• _Exercise directions_
Could you set down exactly the lines in the records below between the line holding "Target: tree line" and the line holding "x=125, y=223", inclusive?
--- START ---
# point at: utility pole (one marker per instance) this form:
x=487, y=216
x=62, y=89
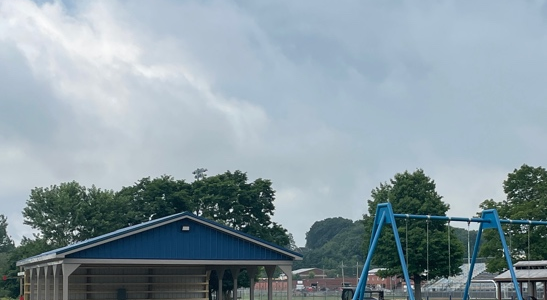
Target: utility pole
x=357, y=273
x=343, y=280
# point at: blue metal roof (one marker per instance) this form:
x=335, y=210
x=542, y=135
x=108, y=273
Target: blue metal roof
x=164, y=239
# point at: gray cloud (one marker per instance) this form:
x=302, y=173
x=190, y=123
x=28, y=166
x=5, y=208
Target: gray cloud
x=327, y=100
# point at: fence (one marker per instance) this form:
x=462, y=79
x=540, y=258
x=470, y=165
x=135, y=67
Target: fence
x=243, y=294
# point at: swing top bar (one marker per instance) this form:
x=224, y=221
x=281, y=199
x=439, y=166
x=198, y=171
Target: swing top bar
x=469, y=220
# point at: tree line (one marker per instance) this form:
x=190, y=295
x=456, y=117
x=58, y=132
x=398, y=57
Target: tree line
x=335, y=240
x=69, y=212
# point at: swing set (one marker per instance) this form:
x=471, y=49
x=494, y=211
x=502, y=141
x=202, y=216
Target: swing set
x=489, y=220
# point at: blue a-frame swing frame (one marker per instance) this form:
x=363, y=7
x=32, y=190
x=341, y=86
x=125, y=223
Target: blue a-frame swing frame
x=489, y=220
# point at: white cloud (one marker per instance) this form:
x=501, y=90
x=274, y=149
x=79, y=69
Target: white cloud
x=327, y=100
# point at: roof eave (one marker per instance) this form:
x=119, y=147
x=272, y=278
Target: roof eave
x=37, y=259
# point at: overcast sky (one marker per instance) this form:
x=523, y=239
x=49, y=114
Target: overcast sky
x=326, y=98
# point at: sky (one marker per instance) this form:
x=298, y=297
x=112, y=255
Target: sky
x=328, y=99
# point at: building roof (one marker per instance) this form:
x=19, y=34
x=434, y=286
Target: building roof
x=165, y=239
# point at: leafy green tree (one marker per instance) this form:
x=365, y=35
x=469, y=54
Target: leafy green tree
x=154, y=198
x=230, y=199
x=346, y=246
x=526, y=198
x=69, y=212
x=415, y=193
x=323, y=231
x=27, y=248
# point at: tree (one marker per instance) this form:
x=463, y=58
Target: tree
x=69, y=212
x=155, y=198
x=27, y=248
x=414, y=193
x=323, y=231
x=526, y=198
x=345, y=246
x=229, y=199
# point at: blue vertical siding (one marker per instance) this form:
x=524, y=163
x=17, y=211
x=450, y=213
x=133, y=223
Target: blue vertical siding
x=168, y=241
--- END ---
--- START ---
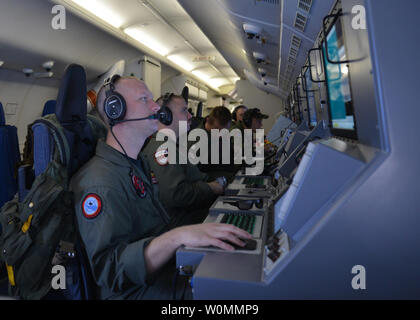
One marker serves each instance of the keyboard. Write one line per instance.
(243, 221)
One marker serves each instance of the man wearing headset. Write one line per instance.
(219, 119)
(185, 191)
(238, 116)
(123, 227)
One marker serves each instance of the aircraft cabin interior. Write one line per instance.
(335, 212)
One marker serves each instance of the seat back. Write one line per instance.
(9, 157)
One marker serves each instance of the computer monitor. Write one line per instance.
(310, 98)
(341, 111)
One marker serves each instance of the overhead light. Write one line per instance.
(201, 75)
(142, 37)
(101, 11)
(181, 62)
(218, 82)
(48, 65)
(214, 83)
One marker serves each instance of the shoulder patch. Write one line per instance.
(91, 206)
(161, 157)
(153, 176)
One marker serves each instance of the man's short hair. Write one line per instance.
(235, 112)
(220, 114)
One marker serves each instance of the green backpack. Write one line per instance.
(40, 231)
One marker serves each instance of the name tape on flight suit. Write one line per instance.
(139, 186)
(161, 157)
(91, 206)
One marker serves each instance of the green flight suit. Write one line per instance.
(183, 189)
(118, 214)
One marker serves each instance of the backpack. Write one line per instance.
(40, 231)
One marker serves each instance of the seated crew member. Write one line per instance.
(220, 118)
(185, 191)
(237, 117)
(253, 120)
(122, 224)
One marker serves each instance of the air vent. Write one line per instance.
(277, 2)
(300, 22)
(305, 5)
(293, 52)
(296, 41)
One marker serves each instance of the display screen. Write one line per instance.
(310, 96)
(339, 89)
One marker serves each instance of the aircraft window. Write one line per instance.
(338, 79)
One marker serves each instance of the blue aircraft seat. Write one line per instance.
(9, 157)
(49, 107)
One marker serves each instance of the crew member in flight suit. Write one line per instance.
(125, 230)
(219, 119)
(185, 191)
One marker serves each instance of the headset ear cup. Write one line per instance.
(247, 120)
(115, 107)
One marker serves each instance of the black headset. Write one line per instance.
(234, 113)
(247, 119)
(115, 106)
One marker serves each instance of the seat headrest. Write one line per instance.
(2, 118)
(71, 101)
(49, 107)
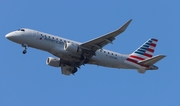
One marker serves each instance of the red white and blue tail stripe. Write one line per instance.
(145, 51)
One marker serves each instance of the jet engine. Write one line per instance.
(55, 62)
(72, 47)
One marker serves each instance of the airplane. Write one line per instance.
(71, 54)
--- END ---
• _Result for this exercise_
Target: tree line
x=335, y=240
x=69, y=212
# point at: swing set (one marker per instance) this form:
x=471, y=49
x=494, y=211
x=502, y=141
x=202, y=216
Target: swing set
x=489, y=220
# point at: blue a-frame swing frame (one marker per instance) this form:
x=363, y=7
x=32, y=190
x=341, y=86
x=125, y=223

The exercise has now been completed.